Это обращение к неявному знанию и к соответствующему отбрасыванию правил позволяет нам выделить ещё одну проблему, которая беспокоила многих критиков и, по всей вероятности, послужила основой для обвинения в субъективности и иррационализме. Некоторые читатели восприняли мою позицию так, будто я пытаюсь построить здание науки на неанализируемых, индивидуальных интуитивных опорах, а не на законах и логике. Но такая интерпретация неверна в двух существенных аспектах. Во-первых, если я и говорю об интуитивных основах, то не об индивидуальных. Скорее, это проверенные и находящиеся в общем владении научной группы принципы, которые она успешно использует, а новички приобщаются к ним благодаря тренировке, представляющей неотъемлемую часть их подготовки к участию в работе научной группы. Во-вторых, нельзя сказать, что эти принципы вообще не поддаются анализу. Наоборот, в настоящее время я работаю над программой для вычислительной машины, которая позволила бы исследовать их свойства на элементарном уровне.

Что касается этой программы, то ничего существенного я здесь не могу сказать о ней [174], но даже простое её упоминание для меня очень важно. Когда я говорю о знании, воплощённом в общепризнанных примерах, я не имею в виду ту форму знания, которая менее систематизирована или меньше поддаётся анализу, чем знание, закреплённое в правилах, законах или критериях идентификации. Напротив, я имею в виду способ познания, который истолковывается неверно, если его пытаются реконструировать исходя из правил, которые первоначально абстрагированы из образцов и функционируют вместо них. Или — если выразиться иначе, — когда я говорю о приобретении благодаря образцам способности находить сходство данной ситуации с одними ситуациями и её отличие от других, встречавшихся ранее, то я не имею в виду процесс, который нельзя было бы полностью объяснить исходя из нейроцеребрального механизма. Я утверждаю лишь, что такое объяснение по самой его сущности не даст ответа на вопрос: «Похожи относительно чего?» Выяснение этого вопроса требует определённого правила, в данном случае — критериев, по которым те или иные ситуации группируются в системы на основании сходства. Я утверждаю также, что в этом случае не следует поддаваться искушению и заниматься поисками критериев (или по крайней мере полного набора критериев). Однако то, против чего я выступаю, это не система, а некоторый частный вид систем.

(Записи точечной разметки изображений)
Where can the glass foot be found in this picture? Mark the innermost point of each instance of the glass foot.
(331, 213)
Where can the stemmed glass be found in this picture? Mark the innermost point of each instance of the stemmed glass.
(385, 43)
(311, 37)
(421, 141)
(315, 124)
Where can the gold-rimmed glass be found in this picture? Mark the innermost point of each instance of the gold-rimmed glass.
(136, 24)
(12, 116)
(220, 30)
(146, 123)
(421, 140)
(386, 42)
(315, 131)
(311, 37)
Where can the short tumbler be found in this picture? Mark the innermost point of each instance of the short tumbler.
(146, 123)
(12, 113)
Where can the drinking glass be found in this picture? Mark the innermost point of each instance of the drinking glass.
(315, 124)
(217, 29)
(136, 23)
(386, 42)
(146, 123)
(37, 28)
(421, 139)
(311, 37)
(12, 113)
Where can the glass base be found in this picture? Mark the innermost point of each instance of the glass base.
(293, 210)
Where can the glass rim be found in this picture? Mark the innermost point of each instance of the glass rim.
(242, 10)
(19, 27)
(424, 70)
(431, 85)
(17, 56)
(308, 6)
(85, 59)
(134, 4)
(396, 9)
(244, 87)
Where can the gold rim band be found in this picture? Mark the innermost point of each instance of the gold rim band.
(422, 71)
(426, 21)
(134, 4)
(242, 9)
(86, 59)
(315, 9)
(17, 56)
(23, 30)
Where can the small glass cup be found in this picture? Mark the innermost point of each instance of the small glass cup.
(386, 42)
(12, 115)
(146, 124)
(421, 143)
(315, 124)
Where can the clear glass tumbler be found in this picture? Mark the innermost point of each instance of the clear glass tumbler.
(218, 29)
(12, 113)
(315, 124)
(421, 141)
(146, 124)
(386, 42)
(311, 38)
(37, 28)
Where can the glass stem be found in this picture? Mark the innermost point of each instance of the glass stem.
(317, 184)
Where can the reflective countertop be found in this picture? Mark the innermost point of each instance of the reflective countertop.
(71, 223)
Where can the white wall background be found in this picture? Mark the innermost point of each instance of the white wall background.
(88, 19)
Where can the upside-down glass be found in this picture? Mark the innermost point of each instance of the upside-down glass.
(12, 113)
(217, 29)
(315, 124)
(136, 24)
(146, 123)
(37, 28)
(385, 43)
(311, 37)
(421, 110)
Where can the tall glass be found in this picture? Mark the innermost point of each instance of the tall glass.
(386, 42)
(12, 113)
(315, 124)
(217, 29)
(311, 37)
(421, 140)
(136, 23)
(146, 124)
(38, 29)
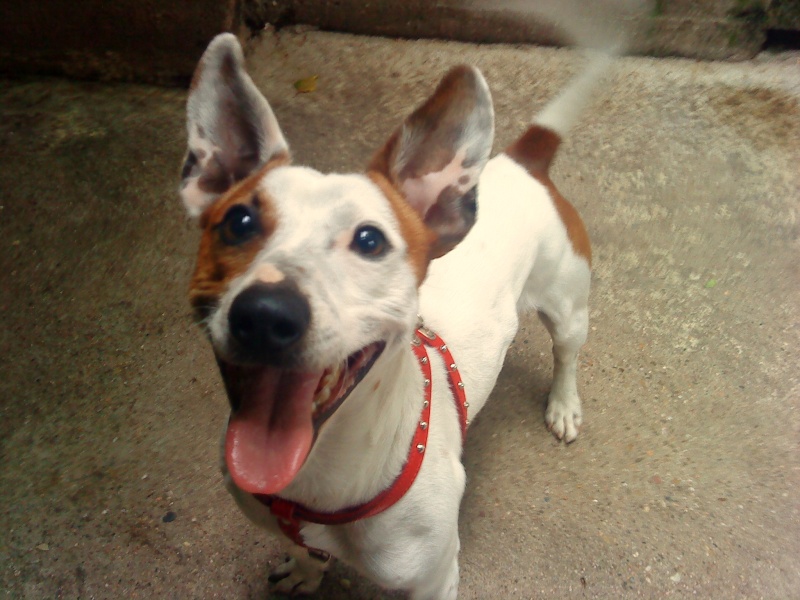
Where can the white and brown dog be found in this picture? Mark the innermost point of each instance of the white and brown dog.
(342, 435)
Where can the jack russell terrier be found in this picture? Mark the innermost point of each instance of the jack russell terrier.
(347, 410)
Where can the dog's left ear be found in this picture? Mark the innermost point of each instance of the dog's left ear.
(232, 129)
(436, 156)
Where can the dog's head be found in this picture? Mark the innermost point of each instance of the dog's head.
(304, 278)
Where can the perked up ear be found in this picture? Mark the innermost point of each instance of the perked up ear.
(232, 129)
(436, 156)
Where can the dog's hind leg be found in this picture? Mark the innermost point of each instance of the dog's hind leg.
(301, 573)
(568, 323)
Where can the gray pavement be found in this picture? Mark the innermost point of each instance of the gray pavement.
(683, 482)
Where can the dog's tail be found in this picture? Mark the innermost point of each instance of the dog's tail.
(561, 113)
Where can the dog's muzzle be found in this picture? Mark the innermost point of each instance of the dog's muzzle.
(267, 321)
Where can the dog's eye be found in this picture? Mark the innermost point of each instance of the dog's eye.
(369, 241)
(239, 225)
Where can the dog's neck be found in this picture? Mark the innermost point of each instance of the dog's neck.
(363, 447)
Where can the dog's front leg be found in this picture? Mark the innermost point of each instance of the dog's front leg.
(301, 573)
(563, 415)
(441, 583)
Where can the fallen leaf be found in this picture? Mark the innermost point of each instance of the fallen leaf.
(307, 85)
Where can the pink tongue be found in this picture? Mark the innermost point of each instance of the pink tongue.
(270, 436)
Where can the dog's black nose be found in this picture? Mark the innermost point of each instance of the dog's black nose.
(267, 320)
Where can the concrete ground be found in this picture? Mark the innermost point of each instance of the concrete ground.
(684, 479)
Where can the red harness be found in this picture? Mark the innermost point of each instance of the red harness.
(291, 515)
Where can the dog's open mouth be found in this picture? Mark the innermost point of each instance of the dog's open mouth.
(277, 414)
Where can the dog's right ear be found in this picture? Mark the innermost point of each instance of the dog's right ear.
(232, 129)
(435, 158)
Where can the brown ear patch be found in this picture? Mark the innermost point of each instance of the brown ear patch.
(418, 237)
(535, 151)
(218, 263)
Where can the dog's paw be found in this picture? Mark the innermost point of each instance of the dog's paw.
(564, 417)
(298, 576)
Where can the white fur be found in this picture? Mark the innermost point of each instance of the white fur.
(516, 257)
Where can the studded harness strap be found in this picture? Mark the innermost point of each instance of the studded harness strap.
(291, 515)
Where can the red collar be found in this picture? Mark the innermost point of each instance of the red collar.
(291, 515)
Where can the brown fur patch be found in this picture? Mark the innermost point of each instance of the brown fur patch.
(218, 263)
(535, 151)
(418, 237)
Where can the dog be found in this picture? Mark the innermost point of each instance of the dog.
(311, 287)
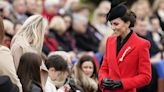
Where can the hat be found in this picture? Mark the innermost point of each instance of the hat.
(6, 85)
(116, 12)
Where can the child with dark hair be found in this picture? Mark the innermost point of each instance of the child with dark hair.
(58, 72)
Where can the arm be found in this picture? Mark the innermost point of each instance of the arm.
(144, 70)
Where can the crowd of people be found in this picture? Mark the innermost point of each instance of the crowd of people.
(58, 45)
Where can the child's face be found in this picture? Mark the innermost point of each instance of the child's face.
(53, 74)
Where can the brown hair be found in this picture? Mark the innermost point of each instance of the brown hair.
(29, 71)
(2, 32)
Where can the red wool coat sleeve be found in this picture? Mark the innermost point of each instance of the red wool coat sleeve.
(144, 71)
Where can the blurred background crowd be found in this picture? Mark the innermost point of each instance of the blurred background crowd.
(76, 34)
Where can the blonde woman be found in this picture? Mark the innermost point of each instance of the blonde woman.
(30, 39)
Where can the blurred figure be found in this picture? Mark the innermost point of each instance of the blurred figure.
(62, 3)
(58, 71)
(105, 5)
(82, 10)
(50, 9)
(7, 85)
(85, 72)
(71, 6)
(99, 22)
(58, 32)
(154, 36)
(5, 9)
(9, 32)
(65, 55)
(19, 10)
(30, 39)
(30, 79)
(6, 60)
(31, 7)
(86, 36)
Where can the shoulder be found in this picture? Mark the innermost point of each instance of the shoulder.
(5, 53)
(35, 88)
(4, 49)
(111, 38)
(143, 42)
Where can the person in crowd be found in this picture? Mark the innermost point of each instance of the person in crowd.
(140, 27)
(86, 36)
(154, 36)
(58, 32)
(85, 72)
(50, 9)
(99, 22)
(126, 63)
(65, 55)
(6, 60)
(31, 7)
(29, 72)
(6, 85)
(30, 39)
(58, 71)
(18, 13)
(71, 6)
(158, 9)
(106, 5)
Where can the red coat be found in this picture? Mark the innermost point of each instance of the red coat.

▸ ЗАДАНИЯ
1 > Ответьте на вопросы по тексту о неявном знании:
(а) Над какой программой автор работает в настоящее время?
(б) Кому, по словам автора, принадлежат интуитивные основы, о которых он говорит?
(в) На какой вопрос, по утверждению автора, объяснение исходя из нейроцеребрального механизма не даст ответа?
2 > Пожалуйста, перепечатайте строки, начиная с той, где есть «Where can the blurred figure», и заканчивая последней строкой набора, включая обе крайние.
Текст и строки никак не связаны друг с другом.

▸ ОТВЕТЫ К ЗАДАНИЯМ
1 >
(а) Над программой для вычислительной машины, которая позволила бы исследовать свойства этих принципов на элементарном уровне.
(б) Научной группе: это проверенные принципы, находящиеся в её общем владении.
(в) «Похожи относительно чего?»

2 >
Where can the blurred figure be found in this picture? Mark the innermost point of each instance of the blurred figure.
(62, 3)
(58, 71)
(105, 5)
(82, 10)
(50, 9)
(7, 85)
(85, 72)
(71, 6)
(99, 22)
(58, 32)
(154, 36)
(5, 9)
(9, 32)
(65, 55)
(19, 10)
(30, 39)
(30, 79)
(6, 60)
(31, 7)
(86, 36)
Where can the shoulder be found in this picture? Mark the innermost point of each instance of the shoulder.
(5, 53)
(35, 88)
(4, 49)
(111, 38)
(143, 42)
Where can the person in crowd be found in this picture? Mark the innermost point of each instance of the person in crowd.
(140, 27)
(86, 36)
(154, 36)
(58, 32)
(85, 72)
(50, 9)
(99, 22)
(126, 63)
(65, 55)
(6, 60)
(31, 7)
(29, 72)
(6, 85)
(30, 39)
(58, 71)
(18, 13)
(71, 6)
(158, 9)
(106, 5)
Where can the red coat be found in this picture? Mark the innermost point of each instance of the red coat.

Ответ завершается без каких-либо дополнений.